Exercises —
• a. Decide whether each statement agrees with the BERT fine-tuning tutorial. Answer yes or no for each and quote the deciding words. (i) The tutorial assumes the labeled dataset is stored in a JSON file. (ii) Input sequences longer than the maximum number of tokens will be truncated. (iii) The model is fine-tuned with the Transformers Trainer API.
• b. Answer these questions from the BERT fine-tuning tutorial:
(i) What example value is given for max_seq_len?
(ii) From which module is LabelEncoder imported?
(iii) What will be saved in the directory set by output_dir?
• c. Output the part of the BERT fine-tuning tutorial that begins at the words "Model Settings" and stops after "will be truncated.".

Document excerpt —

• • • • •

Onyxia

BERT base multilingual Fine-Tuning

This notebook explores fine-tuning BERT base for text classification.

Fine-Tuning a Transformers Model Guide

In this tutorial, we’ll build a text classifier by fine-tuning a pretrained BERT model from Hugging Face’s Transformers library. We’ll start from a very practical point: you already have a labeled dataset stored in a CSV file, where each row contains a piece of text and its corresponding label. By the end, you’ll know how to:

  1. Load a CSV dataset and convert it into the Hugging Face Datasets format

  2. Load a pretrained model and tokenizer from the Hugging Face Hub

  3. Tokenize text using the model’s tokenizer

  4. Fine-tune the model with the Transformers Trainer API

  5. Save and load model in local file system

  6. Evaluate the model and run predictions on test dataset with transformers pipeline

Dependancy management

Here we import all dependancies that we will need to use

import numpy as np
import pandas as pd
import torch
from transformers import (
    AutoTokenizer,
    AutoModelForSequenceClassification,
    Trainer,
    TrainingArguments,
    DataCollatorWithPadding,
    pipeline,
    set_seed
)
from datasets import load_dataset
from datasets import Dataset, ClassLabel, DatasetDict
from sklearn.metrics import accuracy_score, f1_score, precision_score, recall_score, top_k_accuracy_score
from sklearn.preprocessing import LabelEncoder
import random

Configuration variables and parameters

Here, we can set some parameters with arbitrary value for importing and training.


Model Settings

Parameter Type Example Value Description
model_id str 'bert-base-multilingual-uncased' The Hugging Face model ID to load from the hub. Here, a multilingual BERT model is used for supporting multiple languages.
max_seq_len int 256 The maximum number of tokens in an input sequence. Longer sequences will be truncated.

Output Settings

Parameter Type Example Value Description
output_dir str 'saved_models/bert-base-multilingual-uncased' Directory where the trained model, tokenizer, and training logs will be saved.

• • • • •

Data rows —
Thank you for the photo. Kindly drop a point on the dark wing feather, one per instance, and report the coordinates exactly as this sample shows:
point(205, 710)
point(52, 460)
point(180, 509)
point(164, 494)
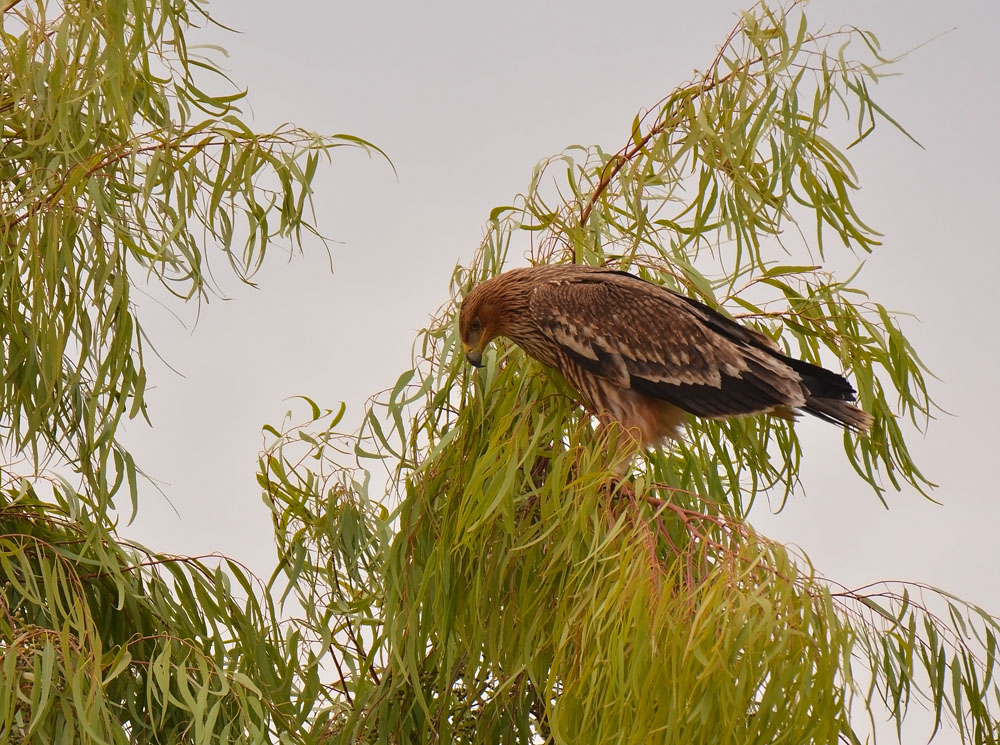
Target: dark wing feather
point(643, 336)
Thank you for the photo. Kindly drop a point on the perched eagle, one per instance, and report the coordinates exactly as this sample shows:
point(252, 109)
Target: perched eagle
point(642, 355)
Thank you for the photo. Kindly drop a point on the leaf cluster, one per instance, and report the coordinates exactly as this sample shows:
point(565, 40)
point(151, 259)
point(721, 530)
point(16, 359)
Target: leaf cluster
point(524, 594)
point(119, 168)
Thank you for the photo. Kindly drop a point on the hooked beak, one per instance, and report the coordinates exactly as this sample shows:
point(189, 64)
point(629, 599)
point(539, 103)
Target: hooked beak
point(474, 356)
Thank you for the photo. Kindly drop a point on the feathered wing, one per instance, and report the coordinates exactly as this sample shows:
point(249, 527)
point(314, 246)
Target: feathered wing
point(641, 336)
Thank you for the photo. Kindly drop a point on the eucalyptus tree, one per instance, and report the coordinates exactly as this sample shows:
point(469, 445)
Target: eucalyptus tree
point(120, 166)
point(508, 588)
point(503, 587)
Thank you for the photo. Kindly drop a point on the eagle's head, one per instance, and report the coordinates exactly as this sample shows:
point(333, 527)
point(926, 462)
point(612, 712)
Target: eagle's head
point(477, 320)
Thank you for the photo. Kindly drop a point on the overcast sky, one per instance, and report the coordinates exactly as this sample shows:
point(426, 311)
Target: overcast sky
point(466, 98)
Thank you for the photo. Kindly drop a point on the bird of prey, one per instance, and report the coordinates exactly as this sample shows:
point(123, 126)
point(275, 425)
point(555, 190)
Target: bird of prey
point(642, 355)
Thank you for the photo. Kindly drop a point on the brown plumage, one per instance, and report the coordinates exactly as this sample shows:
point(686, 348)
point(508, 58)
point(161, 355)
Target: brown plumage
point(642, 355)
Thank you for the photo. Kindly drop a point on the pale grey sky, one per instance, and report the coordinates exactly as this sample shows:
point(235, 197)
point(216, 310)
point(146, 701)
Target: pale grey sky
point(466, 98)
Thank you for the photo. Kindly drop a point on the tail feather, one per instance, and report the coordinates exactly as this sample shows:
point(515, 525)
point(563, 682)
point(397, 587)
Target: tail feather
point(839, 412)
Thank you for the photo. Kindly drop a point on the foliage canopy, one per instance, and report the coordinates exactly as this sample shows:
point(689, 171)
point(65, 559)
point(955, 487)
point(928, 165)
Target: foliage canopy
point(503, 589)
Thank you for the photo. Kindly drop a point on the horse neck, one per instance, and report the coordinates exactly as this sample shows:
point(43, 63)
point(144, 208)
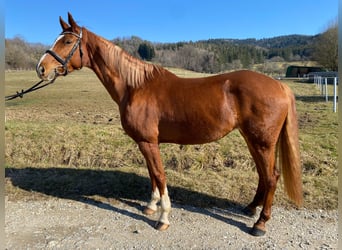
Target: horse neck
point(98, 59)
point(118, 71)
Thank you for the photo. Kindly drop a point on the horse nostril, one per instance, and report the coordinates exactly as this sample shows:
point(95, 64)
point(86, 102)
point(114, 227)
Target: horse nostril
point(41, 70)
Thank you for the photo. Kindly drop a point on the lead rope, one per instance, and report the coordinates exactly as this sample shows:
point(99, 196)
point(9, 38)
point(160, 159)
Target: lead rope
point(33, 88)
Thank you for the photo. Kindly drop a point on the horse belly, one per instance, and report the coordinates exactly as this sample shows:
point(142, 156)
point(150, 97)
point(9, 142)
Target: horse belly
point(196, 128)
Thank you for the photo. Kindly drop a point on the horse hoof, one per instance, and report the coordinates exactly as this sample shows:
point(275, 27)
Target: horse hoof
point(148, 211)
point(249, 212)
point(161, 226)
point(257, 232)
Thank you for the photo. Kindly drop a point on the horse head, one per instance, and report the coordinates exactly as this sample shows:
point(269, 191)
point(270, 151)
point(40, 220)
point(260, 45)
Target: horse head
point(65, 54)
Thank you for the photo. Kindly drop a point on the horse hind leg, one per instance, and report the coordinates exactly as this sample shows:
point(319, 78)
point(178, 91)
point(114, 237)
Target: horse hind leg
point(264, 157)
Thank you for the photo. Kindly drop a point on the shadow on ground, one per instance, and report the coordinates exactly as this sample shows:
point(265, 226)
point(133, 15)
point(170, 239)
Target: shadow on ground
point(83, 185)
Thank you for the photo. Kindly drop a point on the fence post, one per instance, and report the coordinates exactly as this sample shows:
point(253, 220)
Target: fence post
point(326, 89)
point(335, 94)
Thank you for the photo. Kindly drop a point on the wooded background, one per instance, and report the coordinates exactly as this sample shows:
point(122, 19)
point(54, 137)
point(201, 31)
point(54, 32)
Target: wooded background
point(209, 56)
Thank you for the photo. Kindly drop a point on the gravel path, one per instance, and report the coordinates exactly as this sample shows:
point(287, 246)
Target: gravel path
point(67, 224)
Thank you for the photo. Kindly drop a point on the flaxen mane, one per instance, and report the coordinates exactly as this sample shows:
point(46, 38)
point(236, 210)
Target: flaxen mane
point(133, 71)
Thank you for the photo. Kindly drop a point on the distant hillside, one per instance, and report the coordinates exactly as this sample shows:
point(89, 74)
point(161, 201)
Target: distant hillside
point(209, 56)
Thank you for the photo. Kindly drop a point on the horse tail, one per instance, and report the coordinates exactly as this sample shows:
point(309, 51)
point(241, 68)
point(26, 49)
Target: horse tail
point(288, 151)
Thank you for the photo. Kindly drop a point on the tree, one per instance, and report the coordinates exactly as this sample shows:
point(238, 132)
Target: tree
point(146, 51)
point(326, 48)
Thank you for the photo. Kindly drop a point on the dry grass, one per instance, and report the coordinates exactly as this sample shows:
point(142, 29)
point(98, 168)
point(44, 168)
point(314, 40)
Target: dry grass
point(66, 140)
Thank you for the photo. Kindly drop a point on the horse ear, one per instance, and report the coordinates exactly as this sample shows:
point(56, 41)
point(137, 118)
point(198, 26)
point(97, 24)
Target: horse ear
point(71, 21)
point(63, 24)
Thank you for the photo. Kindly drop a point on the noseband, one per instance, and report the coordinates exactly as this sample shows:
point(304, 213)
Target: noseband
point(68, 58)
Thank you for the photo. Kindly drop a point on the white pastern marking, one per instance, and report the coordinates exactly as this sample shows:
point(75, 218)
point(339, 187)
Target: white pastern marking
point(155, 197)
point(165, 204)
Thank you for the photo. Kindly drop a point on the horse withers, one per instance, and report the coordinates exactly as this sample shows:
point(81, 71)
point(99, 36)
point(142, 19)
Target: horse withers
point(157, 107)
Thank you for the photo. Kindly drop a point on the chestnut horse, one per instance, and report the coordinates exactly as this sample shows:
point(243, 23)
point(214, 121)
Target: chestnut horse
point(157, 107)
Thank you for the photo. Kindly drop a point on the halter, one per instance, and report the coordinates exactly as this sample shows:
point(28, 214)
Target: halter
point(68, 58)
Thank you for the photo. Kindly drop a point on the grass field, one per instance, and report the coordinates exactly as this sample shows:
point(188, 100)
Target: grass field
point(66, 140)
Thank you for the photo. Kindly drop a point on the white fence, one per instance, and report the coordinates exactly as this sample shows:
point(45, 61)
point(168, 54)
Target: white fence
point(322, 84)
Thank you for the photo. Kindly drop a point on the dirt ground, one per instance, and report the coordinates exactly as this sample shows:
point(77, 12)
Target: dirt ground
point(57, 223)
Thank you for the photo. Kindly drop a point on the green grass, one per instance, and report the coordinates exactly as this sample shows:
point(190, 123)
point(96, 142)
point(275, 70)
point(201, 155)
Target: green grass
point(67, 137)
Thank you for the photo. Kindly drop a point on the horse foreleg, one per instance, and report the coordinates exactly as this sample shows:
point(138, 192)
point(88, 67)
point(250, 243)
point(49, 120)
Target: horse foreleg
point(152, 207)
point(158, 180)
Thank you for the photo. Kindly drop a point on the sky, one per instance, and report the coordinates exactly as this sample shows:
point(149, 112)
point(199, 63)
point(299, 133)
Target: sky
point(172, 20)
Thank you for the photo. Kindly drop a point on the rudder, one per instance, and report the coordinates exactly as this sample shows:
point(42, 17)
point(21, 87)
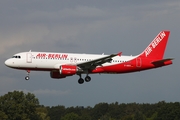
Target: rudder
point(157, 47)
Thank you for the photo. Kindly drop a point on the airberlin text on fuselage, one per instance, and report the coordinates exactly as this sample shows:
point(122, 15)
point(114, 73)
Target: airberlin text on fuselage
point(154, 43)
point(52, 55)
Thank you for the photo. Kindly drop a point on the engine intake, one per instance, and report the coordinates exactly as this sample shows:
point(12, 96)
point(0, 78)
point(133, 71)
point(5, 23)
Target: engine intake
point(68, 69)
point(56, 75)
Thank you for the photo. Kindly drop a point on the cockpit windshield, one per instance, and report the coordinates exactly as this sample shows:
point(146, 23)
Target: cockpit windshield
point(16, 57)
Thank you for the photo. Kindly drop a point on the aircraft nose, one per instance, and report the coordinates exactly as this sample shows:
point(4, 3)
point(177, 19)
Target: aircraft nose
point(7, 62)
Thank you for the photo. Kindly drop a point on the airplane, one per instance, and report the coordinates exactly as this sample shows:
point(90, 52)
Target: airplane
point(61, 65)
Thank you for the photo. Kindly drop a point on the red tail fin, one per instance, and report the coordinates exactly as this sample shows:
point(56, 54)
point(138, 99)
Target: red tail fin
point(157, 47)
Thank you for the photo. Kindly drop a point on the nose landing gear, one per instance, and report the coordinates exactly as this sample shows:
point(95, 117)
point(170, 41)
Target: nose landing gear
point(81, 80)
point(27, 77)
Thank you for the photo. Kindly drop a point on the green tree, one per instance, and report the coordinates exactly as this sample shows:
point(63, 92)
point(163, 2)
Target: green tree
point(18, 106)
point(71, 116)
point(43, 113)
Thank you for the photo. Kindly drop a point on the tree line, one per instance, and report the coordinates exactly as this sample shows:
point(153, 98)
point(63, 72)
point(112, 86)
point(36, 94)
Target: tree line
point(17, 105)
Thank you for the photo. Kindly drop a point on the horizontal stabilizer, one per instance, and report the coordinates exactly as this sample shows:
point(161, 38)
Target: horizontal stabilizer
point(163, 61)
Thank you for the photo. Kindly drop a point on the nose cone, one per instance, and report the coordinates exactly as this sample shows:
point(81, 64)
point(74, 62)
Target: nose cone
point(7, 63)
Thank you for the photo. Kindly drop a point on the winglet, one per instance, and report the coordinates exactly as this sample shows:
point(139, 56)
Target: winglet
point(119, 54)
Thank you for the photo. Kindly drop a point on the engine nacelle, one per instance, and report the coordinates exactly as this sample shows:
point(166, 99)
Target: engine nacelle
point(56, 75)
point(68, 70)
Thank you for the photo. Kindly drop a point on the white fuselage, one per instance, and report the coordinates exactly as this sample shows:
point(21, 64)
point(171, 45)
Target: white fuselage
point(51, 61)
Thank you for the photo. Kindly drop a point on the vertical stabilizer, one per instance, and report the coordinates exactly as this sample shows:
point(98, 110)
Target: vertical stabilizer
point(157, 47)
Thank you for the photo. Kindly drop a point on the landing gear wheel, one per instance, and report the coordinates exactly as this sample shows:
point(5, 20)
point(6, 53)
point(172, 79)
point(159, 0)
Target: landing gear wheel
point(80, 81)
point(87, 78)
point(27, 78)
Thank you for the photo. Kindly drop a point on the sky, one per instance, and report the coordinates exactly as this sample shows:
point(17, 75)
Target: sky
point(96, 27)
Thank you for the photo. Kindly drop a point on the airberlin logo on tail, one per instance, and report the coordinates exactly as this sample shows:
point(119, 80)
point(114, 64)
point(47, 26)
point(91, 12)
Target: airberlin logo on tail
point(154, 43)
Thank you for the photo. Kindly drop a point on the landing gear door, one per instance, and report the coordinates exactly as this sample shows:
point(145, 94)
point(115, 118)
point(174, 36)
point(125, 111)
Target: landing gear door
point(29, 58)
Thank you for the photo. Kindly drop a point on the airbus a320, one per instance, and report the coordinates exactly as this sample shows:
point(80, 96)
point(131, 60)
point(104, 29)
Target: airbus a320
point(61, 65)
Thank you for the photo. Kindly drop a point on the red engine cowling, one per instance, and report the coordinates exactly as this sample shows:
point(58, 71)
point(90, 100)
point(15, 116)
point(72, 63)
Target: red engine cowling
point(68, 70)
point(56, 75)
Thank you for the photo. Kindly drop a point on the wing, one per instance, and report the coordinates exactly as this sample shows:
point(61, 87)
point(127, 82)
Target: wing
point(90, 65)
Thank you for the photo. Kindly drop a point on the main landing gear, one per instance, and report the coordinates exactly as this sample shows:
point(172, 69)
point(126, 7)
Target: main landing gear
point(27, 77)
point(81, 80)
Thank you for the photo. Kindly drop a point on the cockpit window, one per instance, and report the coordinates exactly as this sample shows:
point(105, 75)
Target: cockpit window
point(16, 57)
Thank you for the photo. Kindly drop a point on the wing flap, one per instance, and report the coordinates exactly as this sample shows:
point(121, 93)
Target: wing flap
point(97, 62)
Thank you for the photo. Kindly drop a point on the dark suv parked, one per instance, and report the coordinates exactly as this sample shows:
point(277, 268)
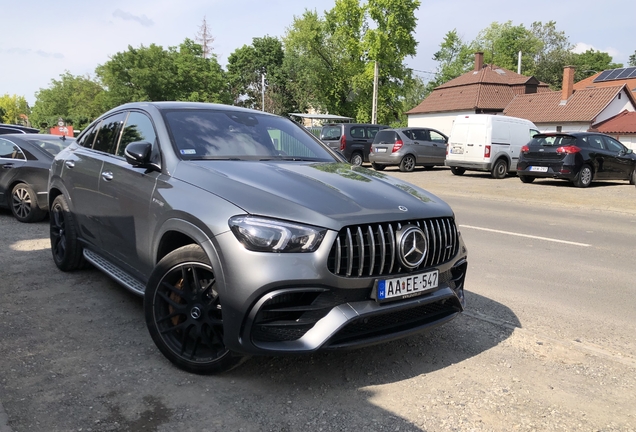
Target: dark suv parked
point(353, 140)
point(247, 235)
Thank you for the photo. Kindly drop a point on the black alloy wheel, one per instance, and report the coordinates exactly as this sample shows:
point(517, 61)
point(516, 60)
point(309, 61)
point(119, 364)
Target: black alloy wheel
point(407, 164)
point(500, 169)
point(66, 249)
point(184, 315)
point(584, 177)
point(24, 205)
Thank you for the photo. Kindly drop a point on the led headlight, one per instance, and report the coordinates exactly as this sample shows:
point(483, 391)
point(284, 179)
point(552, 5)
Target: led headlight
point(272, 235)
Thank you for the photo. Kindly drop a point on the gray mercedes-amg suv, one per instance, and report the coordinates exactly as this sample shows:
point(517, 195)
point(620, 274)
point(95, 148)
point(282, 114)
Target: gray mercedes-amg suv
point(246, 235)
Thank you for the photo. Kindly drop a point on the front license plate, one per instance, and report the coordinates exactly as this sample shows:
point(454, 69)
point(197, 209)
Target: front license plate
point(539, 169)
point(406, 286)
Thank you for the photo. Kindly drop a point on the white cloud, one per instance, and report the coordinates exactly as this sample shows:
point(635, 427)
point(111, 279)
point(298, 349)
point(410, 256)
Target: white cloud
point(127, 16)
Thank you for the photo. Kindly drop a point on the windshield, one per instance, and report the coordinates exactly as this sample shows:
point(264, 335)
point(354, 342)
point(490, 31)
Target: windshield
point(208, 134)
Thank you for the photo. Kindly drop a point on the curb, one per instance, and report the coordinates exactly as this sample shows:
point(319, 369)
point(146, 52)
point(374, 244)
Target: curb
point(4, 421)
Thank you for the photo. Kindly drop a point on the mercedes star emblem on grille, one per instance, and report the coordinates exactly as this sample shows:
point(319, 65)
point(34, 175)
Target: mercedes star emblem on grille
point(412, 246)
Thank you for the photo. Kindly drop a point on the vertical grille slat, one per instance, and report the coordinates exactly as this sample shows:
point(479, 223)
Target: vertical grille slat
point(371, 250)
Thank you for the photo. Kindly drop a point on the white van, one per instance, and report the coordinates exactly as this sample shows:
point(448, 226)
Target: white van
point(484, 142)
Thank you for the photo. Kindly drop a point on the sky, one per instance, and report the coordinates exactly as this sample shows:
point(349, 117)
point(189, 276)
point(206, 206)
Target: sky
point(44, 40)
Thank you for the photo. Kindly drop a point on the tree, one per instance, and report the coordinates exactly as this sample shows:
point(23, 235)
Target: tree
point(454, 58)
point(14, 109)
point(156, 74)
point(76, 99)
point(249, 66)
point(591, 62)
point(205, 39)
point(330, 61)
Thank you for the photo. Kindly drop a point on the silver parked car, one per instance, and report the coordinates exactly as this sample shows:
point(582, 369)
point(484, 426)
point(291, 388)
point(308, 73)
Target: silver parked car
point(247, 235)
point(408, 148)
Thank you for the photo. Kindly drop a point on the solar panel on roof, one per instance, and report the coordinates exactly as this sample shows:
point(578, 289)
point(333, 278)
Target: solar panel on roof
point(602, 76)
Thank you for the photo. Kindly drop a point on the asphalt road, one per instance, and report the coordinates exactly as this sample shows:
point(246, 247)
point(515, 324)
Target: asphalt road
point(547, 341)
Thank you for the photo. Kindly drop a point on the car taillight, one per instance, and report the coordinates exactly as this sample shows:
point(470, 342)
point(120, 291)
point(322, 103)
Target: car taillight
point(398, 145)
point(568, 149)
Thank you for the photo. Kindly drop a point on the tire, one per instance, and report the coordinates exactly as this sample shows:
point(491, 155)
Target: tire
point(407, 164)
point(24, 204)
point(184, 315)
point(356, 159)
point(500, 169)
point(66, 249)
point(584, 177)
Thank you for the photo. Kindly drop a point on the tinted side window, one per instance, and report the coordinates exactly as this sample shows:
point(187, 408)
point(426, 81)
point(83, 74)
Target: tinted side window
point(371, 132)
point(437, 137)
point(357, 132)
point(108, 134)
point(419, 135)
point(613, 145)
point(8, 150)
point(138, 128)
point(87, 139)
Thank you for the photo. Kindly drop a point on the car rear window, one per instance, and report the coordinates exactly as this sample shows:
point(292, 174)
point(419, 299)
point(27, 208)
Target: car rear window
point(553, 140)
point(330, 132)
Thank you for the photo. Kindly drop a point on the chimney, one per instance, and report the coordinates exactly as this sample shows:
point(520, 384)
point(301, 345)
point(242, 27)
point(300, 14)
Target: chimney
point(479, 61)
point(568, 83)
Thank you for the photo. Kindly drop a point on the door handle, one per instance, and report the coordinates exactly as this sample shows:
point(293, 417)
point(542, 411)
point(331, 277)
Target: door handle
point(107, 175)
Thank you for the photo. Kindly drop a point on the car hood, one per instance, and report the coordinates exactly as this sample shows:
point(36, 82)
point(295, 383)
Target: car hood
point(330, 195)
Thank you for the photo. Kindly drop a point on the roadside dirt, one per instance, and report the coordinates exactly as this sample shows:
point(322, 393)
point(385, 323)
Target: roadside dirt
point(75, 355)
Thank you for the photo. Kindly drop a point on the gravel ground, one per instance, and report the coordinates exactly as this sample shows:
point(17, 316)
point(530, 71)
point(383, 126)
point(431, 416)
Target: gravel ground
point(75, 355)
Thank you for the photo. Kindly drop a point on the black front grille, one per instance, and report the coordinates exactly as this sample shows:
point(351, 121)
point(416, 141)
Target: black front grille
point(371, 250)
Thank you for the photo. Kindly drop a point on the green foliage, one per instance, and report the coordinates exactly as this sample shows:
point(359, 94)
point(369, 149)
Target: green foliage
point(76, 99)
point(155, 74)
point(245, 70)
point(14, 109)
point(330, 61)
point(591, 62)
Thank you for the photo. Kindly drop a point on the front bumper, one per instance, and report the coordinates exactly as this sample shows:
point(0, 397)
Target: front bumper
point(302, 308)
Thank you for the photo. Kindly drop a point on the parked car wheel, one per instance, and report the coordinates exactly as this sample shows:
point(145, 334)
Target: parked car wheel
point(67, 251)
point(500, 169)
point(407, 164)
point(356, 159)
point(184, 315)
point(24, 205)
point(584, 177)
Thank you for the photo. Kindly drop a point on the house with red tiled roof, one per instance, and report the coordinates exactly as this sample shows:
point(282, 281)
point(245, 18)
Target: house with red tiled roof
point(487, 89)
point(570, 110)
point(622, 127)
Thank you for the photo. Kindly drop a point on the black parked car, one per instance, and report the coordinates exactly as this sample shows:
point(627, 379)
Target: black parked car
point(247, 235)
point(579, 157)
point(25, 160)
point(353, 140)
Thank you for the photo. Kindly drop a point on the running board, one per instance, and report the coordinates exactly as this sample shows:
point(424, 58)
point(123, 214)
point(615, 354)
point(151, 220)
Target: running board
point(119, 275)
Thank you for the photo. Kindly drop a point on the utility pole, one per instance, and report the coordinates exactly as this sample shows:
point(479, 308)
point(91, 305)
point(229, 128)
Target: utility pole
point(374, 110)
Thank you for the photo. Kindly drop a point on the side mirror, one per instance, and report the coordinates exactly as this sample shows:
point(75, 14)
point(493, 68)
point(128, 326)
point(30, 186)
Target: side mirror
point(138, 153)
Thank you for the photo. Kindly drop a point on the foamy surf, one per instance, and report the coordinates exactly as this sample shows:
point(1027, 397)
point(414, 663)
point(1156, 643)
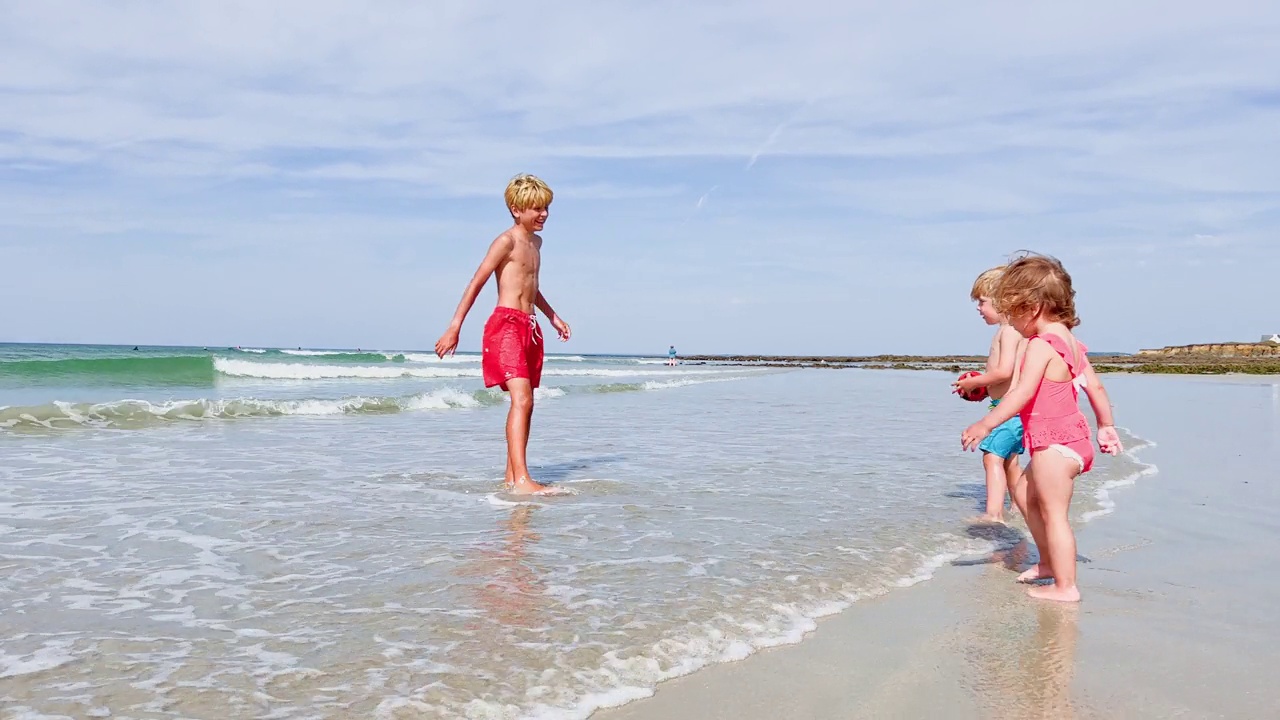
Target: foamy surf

• • • • •

Outputs in order —
• a.
(i) No: "you already have a labeled dataset stored in a CSV file"
(ii) Yes: "Longer sequences will be truncated."
(iii) Yes: "Fine-tune the model with the Transformers Trainer API"

• b.
(i) 256
(ii) sklearn.preprocessing
(iii) The trained model, tokenizer, and training logs

• c.
Model Settings

Parameter Type Example Value Description
model_id str 'bert-base-multilingual-uncased' The Hugging Face model ID to load from the hub. Here, a multilingual BERT model is used for supporting multiple languages.
max_seq_len int 256 The maximum number of tokens in an input sequence. Longer sequences will be truncated.